▶ _Task objective_:
Set down the line that contains "of the plum" and every line after it to the end of the entries, exactly as they stand and nothing more.

▶ _Available records_:
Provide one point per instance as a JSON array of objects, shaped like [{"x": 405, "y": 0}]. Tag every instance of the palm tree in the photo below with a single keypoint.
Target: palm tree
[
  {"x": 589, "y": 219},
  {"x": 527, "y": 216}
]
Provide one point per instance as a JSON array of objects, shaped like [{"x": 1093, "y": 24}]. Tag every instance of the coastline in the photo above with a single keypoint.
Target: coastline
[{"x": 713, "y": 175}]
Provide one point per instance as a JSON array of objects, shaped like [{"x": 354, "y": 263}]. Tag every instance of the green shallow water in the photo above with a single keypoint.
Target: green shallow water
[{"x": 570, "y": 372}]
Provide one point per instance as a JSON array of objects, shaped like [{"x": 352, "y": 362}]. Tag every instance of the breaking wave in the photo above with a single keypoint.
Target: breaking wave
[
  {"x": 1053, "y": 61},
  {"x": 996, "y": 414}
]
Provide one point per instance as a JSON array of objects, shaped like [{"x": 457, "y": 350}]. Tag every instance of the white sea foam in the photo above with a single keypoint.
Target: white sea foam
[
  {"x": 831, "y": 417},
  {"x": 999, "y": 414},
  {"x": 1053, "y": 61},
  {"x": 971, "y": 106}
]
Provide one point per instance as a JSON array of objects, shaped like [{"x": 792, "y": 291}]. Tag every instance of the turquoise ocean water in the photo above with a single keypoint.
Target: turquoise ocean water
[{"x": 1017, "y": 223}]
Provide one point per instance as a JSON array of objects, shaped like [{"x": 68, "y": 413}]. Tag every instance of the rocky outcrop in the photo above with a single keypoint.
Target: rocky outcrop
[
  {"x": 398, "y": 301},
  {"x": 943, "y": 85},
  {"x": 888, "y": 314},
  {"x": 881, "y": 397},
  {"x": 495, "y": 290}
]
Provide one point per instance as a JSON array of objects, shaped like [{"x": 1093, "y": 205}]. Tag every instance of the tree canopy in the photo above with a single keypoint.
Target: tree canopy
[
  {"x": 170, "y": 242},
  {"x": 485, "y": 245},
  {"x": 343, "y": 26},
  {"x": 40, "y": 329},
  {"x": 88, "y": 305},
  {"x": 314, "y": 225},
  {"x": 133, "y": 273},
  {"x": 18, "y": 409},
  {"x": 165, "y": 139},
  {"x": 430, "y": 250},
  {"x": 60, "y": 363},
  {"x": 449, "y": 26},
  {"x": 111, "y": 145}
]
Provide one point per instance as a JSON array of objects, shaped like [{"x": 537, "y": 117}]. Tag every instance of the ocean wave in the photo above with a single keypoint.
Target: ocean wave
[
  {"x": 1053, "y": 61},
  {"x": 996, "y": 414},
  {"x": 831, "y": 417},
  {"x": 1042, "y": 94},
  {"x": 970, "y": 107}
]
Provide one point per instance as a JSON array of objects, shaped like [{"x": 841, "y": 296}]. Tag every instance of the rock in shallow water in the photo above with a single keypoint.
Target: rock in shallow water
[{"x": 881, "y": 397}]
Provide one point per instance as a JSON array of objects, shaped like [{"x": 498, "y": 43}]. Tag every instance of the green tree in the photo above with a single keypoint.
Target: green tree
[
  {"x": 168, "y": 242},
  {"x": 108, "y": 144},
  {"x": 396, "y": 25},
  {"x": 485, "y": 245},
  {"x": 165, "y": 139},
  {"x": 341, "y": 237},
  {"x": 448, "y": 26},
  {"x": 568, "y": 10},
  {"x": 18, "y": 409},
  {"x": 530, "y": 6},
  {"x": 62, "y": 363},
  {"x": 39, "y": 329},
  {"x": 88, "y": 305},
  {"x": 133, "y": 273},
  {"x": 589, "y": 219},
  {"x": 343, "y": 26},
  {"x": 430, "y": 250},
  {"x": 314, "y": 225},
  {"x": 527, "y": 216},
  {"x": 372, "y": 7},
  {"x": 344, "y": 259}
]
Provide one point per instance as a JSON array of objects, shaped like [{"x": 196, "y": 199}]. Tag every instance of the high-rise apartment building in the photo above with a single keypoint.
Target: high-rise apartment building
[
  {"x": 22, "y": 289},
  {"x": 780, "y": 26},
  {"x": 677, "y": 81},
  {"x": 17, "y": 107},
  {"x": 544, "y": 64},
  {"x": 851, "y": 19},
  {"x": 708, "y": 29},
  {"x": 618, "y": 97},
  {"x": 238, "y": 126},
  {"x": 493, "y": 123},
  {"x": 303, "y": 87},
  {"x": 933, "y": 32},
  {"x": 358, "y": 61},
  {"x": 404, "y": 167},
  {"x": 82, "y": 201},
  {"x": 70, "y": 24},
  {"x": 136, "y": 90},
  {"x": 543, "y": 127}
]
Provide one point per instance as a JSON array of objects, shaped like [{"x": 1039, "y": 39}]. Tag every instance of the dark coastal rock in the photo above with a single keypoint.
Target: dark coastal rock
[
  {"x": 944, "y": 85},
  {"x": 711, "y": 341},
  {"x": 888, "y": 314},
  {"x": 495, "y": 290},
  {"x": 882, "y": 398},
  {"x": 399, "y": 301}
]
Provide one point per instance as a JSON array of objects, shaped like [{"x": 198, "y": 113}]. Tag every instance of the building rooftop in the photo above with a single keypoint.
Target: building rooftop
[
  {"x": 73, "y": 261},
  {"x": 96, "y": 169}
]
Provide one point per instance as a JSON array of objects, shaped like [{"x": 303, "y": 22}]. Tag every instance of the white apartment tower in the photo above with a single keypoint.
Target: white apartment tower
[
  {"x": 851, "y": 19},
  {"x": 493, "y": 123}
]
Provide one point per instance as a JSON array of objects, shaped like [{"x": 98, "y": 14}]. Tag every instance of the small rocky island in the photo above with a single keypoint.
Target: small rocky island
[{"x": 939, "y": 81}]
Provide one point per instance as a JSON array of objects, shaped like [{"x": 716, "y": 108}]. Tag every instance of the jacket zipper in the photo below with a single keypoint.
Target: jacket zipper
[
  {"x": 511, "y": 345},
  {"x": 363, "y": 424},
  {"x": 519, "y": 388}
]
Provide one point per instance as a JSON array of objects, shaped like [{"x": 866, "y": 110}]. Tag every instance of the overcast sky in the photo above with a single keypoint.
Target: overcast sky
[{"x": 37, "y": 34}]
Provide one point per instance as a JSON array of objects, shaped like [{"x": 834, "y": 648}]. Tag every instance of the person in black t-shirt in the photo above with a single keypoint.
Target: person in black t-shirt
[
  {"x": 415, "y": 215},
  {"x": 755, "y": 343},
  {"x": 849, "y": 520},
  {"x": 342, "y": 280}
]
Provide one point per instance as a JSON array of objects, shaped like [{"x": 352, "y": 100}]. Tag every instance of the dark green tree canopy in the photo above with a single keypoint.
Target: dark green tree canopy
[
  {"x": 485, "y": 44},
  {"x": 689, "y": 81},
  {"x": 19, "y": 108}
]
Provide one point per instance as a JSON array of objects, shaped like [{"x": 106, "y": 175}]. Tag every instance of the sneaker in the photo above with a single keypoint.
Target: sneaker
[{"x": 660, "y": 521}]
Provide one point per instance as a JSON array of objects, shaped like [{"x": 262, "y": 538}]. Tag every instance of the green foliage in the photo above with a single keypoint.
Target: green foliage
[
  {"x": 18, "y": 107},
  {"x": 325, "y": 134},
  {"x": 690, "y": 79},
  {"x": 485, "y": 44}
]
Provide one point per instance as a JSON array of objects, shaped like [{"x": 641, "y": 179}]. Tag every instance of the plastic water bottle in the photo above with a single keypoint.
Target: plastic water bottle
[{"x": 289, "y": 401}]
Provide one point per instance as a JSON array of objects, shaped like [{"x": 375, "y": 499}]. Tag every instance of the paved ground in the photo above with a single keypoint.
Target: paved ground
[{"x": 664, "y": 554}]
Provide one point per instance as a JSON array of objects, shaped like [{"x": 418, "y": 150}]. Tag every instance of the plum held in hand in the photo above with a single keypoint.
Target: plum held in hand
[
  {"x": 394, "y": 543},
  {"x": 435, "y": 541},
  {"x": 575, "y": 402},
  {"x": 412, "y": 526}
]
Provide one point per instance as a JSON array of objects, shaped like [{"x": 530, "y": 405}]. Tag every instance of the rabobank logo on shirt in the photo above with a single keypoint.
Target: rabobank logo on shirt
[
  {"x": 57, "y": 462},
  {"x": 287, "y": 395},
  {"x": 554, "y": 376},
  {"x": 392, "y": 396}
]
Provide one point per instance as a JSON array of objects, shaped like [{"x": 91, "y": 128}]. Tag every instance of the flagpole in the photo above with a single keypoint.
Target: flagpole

▶ _Completed task_:
Provide one point per instance as a JSON array of objects, shaped like [{"x": 418, "y": 150}]. Tag every instance of the plum held in hand in the photo above with a single keypoint.
Target: plum held in hand
[
  {"x": 394, "y": 543},
  {"x": 435, "y": 541},
  {"x": 575, "y": 402},
  {"x": 412, "y": 526}
]
Provide one point per instance as a JSON array of objects, shaped like [{"x": 530, "y": 405}]. Tag every instance of the rabobank logo on shirt in the photo above with a single keypoint.
Target: rabobank logo on shirt
[
  {"x": 57, "y": 462},
  {"x": 287, "y": 395},
  {"x": 554, "y": 376},
  {"x": 392, "y": 396}
]
Provide one point per instance as a JSON array of objects, shaped like [{"x": 91, "y": 128}]. Tag every instance of the flagpole in the photo above with a single keypoint.
Target: flagpole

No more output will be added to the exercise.